Assignment:
Filter out every line below that lacks "arched", and copy the rest.

Record set:
----------------
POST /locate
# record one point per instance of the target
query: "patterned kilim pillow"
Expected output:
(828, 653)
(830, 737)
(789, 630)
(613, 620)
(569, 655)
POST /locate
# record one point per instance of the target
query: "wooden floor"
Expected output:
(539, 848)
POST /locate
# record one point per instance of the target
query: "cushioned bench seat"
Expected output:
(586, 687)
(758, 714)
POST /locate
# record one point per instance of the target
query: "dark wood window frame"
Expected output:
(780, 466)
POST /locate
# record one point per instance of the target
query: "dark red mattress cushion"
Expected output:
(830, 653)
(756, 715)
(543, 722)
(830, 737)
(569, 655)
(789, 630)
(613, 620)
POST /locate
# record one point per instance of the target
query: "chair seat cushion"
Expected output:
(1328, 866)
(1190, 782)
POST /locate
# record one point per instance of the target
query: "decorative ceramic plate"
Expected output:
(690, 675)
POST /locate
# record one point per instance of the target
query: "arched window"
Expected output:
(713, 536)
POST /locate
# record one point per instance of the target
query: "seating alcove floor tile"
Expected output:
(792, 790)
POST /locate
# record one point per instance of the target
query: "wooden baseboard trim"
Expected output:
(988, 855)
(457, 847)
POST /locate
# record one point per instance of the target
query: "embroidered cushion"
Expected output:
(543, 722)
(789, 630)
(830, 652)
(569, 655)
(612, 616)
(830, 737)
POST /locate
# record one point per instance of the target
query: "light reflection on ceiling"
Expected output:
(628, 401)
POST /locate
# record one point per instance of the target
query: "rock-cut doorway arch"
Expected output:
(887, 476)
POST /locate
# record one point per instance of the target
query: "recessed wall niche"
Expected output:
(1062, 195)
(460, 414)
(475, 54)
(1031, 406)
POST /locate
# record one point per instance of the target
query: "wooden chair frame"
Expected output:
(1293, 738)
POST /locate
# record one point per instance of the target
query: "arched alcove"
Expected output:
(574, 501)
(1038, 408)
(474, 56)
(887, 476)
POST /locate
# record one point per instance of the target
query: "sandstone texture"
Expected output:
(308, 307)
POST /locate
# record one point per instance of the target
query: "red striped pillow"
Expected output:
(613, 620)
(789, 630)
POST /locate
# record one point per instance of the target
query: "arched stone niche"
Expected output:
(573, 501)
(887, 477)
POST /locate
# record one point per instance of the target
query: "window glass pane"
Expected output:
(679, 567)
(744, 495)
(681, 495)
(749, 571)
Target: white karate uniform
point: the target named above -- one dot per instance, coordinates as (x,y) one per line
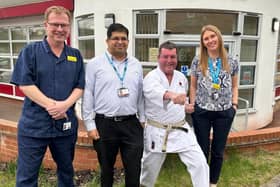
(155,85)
----------------
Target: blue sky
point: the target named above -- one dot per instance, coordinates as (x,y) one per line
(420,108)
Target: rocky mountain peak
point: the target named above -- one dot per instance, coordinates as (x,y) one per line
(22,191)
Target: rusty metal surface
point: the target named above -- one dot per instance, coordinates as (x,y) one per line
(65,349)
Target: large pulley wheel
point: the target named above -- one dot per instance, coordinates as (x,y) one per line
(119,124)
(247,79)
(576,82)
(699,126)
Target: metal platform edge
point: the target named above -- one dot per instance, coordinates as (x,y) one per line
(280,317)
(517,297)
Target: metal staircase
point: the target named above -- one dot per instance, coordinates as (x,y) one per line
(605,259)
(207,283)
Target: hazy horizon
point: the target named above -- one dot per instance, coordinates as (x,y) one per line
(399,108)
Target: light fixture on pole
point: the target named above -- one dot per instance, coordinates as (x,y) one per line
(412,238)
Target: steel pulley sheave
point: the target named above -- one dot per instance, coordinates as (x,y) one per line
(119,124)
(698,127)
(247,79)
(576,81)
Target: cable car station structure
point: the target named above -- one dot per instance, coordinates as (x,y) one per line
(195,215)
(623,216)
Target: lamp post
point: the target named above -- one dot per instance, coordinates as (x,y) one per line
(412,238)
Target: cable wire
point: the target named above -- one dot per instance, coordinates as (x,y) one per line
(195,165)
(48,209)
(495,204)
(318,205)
----------------
Finished task:
query: "arched window"
query: "arched alcove"
query: "arched stone niche"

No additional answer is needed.